• Provided records:
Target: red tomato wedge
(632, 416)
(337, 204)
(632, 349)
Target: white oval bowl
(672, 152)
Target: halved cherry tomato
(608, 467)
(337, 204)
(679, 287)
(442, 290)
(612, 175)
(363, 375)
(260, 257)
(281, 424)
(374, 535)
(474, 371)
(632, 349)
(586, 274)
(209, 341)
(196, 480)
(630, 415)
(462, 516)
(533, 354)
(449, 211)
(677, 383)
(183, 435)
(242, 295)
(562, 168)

--

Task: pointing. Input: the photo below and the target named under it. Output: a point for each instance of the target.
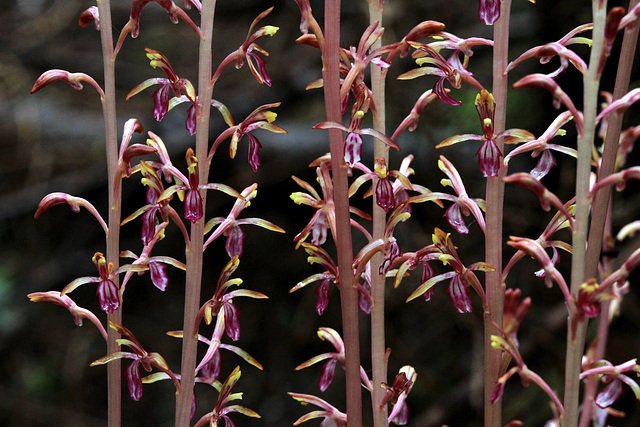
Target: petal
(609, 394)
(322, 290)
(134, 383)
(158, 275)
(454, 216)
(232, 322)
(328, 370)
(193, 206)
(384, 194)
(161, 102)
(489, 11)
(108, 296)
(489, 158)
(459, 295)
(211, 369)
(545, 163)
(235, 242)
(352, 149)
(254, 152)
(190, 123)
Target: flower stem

• Goal of the exercise:
Look above for the line with "Task: pointing. Input: the" and the line with "Target: flower stem". Copy them and every line between, exactly, but no pictures.

• Reply:
Task: pointing. Input: the photo below and the target named under it. Output: a point for each instance of the target.
Target: petal
(609, 394)
(322, 290)
(134, 383)
(158, 275)
(454, 216)
(232, 322)
(328, 370)
(193, 206)
(384, 194)
(161, 102)
(489, 11)
(108, 296)
(489, 158)
(459, 295)
(211, 369)
(545, 163)
(235, 242)
(352, 149)
(254, 152)
(190, 123)
Target: flower stem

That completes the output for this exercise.